- _Extract_
Suicide is a serious public health problem that requires a public health response. With timely, evidence-based and often low-cost interventions, suicides can be prevented. For national responses to be effective, a comprehensive multisectoral suicide prevention strategy is needed.
Who is at risk?
The link between suicide and mental disorders (in particular, depression and alcohol use disorders) and a previous suicide attempt is well established in high-income countries. However, many suicides happen impulsively in moments of crisis with a breakdown in the ability to deal with life stresses, such as financial problems, relationship disputes, or chronic pain and illness.
In addition, experiencing conflict, disaster, violence, abuse or loss and a sense of isolation are strongly associated with suicidal behaviour. Suicide rates are also high among vulnerable groups who experience discrimination, such as refugees and migrants; indigenous peoples; lesbian, gay, bisexual, transgender, intersex (LGBTI) persons; and prisoners.
Prevention and control
There are several measures that can be taken at population, sub-population and individual levels to prevent suicide and self-harm. LIVE LIFE, WHO’s initiative for suicide prevention, recommends the following key effective evidence-based interventions:
- limit access to the means of suicide (e.g. pesticides, firearms, certain medications);
- interact with the media for responsible reporting of suicide;
- foster socio-emotional life skills in adolescents; and
- early identify, assess, manage and follow up anyone who is affected by suicidal behaviours.
These need to go hand-in-hand with the following foundational pillars: situation analysis, multisectoral collaboration, awareness raising, capacity building, financing, surveillance and monitoring and evaluation.
Suicide prevention efforts require coordination and collaboration among multiple sectors of society, including the health sector and other sectors such as education, labour, agriculture, business, justice, law, defence, politics and the media. These efforts must be comprehensive and integrated given the multifaceted nature of suicide.
Challenges and obstacles
Stigma and taboo
Stigma, particularly surrounding mental disorders and suicide, means many people thinking of taking their own life or who have attempted suicide are not seeking help and are therefore not getting the help they need. The prevention of suicide has not been adequately addressed due to a lack of awareness of suicide as a major public health problem and the taboo in many societies to openly discuss it. To date, only a few countries have included suicide prevention among their health priorities and only 38 countries report having a national suicide prevention strategy.
Raising community awareness and breaking down the taboo is important for countries to make progress in preventing suicide.
Data quality
Globally, the availability and quality of data on suicide and self-harm is poor. Only some 80 WHO Member States have good-quality vital registration data that can be used directly to estimate suicide rates. This problem of poor-quality mortality data is not unique to suicide, but given the stigma surrounding suicide – and the illegality of suicidal behaviour in some countries – it is likely that under-reporting and misclassification are greater problems for suicide than for most other causes of death.
Improved surveillance and monitoring of suicide and self-harm are required for effective suicide prevention strategies. Cross-national differences in the patterns of suicide, and changes in the rates, characteristics and methods of suicide, highlight the need for each country to improve the comprehensiveness, quality and timeliness of their suicide-related data. This includes vital registration of suicide, hospital-based registries of self-harm and nationally representative surveys collecting information about self-reported self-harm.

- _Required work_
Answer these from the text on suicide prevention:
(a) What is WHO's initiative for suicide prevention called?
(b) How many countries report having a national suicide prevention strategy?
(c) Roughly how many WHO Member States have good-quality vital registration data that can be used directly to estimate suicide rates?

- _Supplied data_
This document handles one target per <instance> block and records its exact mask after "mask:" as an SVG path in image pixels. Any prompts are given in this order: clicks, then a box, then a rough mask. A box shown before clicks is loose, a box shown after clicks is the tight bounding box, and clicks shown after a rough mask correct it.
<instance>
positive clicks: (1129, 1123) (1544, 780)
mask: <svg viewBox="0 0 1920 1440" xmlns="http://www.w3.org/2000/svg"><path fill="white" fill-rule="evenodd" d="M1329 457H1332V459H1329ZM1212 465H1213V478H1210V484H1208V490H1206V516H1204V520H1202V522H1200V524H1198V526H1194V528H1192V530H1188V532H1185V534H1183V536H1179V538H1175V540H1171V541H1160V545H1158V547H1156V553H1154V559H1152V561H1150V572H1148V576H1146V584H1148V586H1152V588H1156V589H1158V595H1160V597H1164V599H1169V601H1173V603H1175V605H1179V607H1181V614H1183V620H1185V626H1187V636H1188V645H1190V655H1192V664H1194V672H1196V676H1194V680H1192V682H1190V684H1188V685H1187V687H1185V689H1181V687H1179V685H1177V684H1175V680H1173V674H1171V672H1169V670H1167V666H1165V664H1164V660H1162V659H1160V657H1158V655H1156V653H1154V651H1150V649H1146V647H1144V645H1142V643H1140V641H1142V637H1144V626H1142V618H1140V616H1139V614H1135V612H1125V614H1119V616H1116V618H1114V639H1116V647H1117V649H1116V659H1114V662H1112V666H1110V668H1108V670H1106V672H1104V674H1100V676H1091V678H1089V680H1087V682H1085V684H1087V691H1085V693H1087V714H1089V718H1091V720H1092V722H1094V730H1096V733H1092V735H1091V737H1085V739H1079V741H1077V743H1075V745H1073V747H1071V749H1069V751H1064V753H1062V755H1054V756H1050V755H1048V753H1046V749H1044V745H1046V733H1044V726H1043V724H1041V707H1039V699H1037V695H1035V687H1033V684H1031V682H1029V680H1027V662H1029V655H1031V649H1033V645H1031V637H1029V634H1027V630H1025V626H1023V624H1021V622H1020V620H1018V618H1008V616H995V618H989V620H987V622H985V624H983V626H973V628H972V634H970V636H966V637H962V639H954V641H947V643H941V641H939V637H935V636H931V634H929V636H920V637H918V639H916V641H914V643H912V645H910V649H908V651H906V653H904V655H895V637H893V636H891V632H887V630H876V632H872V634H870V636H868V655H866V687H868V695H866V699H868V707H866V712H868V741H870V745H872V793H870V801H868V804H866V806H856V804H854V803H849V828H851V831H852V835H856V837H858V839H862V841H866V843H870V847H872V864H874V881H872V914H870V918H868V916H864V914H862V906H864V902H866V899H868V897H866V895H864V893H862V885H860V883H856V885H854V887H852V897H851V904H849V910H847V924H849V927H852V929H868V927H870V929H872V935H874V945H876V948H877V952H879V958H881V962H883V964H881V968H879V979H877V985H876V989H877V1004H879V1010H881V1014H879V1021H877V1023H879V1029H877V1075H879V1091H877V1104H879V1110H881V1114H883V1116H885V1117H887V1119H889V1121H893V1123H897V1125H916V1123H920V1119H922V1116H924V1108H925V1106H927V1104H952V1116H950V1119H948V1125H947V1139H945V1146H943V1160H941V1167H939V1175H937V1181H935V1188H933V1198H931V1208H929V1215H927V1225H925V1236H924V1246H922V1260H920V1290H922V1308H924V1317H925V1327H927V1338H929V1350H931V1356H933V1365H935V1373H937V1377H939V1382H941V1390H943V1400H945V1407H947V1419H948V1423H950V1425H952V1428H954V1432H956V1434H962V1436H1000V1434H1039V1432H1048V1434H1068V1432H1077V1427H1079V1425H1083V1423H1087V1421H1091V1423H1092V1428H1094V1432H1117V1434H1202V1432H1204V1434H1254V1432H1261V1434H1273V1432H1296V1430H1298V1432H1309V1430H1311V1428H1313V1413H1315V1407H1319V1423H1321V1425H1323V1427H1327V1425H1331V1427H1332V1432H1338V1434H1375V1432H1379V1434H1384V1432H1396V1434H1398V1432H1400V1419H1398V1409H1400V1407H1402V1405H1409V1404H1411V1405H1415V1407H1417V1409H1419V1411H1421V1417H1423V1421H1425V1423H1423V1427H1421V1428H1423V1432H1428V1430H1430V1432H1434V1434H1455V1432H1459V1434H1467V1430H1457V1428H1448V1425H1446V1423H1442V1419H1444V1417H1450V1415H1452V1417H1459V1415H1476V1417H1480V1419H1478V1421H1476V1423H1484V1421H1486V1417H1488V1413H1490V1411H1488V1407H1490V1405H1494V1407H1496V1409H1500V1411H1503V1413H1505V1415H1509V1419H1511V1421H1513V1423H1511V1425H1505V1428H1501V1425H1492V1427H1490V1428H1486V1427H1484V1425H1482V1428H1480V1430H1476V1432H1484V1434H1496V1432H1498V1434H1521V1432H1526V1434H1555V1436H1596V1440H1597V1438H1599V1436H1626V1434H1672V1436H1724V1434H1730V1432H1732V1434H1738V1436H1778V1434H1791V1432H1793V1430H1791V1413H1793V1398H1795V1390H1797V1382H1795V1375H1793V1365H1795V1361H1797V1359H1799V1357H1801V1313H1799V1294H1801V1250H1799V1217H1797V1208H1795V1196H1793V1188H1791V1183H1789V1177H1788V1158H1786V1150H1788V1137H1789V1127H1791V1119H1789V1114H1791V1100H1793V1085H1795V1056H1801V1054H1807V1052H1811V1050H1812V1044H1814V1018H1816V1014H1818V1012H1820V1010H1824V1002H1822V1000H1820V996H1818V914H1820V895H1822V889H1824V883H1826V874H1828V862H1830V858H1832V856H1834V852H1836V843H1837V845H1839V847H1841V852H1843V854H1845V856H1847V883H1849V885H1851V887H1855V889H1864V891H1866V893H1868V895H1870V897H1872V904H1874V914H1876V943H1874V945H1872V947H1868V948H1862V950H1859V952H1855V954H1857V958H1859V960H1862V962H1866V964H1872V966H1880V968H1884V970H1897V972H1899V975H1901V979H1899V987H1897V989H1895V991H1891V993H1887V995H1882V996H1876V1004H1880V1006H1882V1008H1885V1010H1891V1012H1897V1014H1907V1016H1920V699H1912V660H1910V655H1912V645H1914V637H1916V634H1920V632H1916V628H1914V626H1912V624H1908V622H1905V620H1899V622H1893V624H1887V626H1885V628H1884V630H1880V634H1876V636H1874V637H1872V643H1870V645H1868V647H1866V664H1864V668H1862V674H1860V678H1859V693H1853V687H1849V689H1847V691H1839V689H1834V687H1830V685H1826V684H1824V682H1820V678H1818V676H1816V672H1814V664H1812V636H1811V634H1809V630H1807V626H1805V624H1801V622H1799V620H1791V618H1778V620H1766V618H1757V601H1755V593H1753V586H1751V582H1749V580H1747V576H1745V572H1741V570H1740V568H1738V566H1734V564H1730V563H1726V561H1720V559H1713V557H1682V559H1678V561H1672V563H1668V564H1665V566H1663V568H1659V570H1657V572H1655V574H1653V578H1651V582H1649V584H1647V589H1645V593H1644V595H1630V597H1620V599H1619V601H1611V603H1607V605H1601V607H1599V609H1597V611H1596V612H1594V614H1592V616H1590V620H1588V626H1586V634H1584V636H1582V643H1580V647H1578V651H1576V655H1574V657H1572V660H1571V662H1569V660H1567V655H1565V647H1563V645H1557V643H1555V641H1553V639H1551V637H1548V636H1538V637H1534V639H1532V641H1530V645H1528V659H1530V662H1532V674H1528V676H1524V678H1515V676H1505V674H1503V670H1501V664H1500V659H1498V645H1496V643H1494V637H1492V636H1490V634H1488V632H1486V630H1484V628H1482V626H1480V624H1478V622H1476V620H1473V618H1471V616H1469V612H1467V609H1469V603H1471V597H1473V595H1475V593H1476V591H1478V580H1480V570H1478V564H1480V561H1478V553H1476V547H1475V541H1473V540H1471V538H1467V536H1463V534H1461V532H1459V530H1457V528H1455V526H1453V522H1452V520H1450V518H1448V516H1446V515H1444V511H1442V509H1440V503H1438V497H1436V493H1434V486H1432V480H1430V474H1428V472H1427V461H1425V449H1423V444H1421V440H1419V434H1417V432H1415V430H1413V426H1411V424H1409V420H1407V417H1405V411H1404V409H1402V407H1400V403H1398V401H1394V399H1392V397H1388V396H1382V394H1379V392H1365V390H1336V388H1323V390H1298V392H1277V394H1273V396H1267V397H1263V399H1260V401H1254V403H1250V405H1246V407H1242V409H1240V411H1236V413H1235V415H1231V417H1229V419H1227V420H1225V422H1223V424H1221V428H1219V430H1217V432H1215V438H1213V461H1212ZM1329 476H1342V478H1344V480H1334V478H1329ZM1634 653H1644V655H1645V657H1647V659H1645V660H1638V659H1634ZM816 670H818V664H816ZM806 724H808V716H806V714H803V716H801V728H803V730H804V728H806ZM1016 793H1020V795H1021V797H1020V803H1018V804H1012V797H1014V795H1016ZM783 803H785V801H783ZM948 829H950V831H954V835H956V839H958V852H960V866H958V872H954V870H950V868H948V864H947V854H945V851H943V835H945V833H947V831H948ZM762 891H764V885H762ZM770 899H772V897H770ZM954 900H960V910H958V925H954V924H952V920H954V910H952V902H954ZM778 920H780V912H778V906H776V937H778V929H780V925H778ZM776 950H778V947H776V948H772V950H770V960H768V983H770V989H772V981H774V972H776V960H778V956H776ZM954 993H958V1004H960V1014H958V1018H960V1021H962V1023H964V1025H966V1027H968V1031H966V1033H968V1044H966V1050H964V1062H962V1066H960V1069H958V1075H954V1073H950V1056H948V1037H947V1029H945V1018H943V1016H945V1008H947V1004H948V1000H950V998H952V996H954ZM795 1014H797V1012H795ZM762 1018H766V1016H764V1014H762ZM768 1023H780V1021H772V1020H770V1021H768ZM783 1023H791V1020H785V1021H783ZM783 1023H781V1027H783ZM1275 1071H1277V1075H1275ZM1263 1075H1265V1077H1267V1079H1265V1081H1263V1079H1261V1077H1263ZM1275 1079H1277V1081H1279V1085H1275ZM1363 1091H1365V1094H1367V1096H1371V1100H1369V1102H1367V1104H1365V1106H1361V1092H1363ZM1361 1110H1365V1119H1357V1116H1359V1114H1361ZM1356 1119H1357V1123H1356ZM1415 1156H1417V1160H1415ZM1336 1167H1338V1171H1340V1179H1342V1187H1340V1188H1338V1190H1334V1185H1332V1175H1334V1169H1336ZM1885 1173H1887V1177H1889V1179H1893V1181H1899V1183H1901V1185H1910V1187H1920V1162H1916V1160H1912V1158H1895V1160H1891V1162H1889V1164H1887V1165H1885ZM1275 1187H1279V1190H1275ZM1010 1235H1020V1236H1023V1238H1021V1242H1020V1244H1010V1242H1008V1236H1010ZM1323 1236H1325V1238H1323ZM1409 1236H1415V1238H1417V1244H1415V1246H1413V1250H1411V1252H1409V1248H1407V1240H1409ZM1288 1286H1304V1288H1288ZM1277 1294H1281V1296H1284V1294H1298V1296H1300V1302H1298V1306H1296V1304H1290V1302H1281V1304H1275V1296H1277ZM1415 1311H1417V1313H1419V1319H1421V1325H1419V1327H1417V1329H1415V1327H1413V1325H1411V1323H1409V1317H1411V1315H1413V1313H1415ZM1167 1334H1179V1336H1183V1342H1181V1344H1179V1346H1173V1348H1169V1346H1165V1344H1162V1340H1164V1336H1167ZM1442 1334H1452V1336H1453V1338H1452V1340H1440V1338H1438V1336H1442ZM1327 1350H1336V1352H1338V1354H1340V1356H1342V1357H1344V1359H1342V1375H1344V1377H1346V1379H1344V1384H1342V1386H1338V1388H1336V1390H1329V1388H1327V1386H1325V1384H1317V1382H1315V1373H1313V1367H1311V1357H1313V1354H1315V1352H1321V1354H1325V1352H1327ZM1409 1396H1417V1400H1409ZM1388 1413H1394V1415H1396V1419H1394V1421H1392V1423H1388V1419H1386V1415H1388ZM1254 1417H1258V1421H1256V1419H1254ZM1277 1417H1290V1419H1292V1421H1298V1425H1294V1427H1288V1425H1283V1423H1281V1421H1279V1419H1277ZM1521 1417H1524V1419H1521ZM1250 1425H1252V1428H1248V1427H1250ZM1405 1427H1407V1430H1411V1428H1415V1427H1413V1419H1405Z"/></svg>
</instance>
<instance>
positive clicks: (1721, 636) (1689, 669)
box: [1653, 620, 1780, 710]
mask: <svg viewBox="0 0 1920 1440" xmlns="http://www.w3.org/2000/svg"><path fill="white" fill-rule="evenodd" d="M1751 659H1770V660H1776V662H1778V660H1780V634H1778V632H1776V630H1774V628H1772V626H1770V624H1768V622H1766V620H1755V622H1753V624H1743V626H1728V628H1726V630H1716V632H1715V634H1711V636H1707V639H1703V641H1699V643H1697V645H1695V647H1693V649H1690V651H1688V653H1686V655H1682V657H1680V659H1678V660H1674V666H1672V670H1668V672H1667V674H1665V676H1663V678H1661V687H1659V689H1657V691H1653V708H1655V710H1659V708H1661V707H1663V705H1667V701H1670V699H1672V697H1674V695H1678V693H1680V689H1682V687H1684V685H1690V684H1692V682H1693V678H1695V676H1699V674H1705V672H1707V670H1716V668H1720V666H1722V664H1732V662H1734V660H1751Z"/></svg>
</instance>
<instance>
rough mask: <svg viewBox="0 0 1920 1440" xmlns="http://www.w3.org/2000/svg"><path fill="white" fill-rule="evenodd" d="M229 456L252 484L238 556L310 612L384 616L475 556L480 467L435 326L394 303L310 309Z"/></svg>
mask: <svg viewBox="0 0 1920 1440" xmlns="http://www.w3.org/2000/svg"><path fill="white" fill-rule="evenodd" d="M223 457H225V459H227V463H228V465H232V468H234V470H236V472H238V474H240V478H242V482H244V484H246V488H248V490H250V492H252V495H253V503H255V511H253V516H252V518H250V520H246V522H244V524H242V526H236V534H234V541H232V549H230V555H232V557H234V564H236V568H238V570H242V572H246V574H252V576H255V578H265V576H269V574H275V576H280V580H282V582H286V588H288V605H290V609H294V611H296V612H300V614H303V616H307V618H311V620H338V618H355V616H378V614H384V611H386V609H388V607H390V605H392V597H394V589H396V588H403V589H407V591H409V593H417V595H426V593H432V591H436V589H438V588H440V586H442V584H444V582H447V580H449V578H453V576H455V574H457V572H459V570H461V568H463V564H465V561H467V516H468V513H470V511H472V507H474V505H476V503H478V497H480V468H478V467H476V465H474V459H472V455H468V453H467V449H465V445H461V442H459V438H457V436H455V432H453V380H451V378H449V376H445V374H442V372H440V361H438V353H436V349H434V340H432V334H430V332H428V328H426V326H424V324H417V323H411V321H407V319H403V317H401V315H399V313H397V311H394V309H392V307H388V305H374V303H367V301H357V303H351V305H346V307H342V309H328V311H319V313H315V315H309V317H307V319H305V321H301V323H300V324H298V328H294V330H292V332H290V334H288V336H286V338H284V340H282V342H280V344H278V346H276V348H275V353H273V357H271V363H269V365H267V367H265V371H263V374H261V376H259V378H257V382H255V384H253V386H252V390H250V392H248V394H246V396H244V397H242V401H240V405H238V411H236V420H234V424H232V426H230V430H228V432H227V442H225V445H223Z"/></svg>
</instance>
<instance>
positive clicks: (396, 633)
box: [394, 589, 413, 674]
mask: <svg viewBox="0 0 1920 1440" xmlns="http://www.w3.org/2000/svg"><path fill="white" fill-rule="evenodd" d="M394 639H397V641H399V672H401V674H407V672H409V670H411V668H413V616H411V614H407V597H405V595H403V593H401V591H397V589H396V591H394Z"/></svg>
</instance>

- _Written answer_
(a) LIVE LIFE
(b) 38
(c) Some 80